Mr Speaker, today I introduce a Bill for an Act to amend the Marriage Act 1961 to establish marriage equality for same sex couples, and for related purposes.
If enacted this bill will permit:
- A minister of religion, a person authorised under a state or territory law, or a marriage celebrant authorised under the Marriage Act 1961:
- To perform a marriage between same sex couples;
- To have that marriage recognised in Australian law;
- But will not require a Minister of Religion to solemnise a marriage where that is inconsistent with their religious beliefs.
I believe that God made us all equal but different not differently equal.
The object of the Bill is to remove discrimination and advance equality.
It will ensure that when same sex couples make a voluntary commitment, to be together for life, to the exclusion of all others, and they chose to have that relationship solemnised, it will be recognised at law in the same way that my marriage is.
While marriage is an old institution, it is not immutable.
For example, it is now a voluntary union it was not always so.
Young women were betrothed against their will or with no say.
Our concepts of marriage have changed in accordance with societal norms and they will continue to do so.
This is reflected in the fact that the Commonwealth laws with regard to marriage have been amended by every Government since their inception, and there are many past aspects of marriage that we now look at with amusement, if not horror including: betrothal, dowry, a wifes vow of obedience, the prohibition on certain inter-race or religious marriages and the idea of conjugal rights.
In recognition of these changing societal norms, the Australian Labor Party changed its National Platform on 3 December 2011 so that it now reads:
Labor will amend the Marriage Act to ensure equal access to marriage under statute for all adult couples irrespective of sex who have a mutual commitment to a shared life.
The Platform was also amended to include the following:
These amendments should ensure that nothing in the Marriage Act imposes an obligation on a minister of religion to solemnise any marriage.
These amendments to our National Platform were the result of many years of campaigning by activists from all sides of politics.
Within the Labor Party, I recognise the campaign efforts of the many hundreds of members of Rainbow Labor.
We are not acting alone.
This Bill follows an international trend to end discrimination when it comes to marriage.
Around the world there are now around 10 countries and even more places that allow same-sex marriages, including:
Netherlands 2001, Belgium 2003, Canada 200305 (provincially in 2003, nationally in 2005), Spain 2005, South Africa 2006, Norway 2009, Sweden 2009, Portugal 2010, Iceland 2010, Argentina 2010, Mexico City (Mex) 2010,
In the United States, 9 states now have these laws enacted, including:
Massachusetts (US) 2004, California (US) 200708 (now pending), Connecticut (US) 2009, Iowa (US) 2009, Vermont (US) 2009, Washington DC (US) 2009, New Hampshire (US) 2010 Washington State and New York state (US) 2011.

Given material

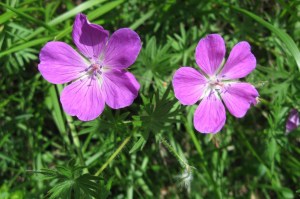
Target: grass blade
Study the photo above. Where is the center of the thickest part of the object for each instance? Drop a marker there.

The request
According to the speech on the marriage equality bill above, on what date did the Australian Labor Party change its National Platform?

Full output
3 December 2011.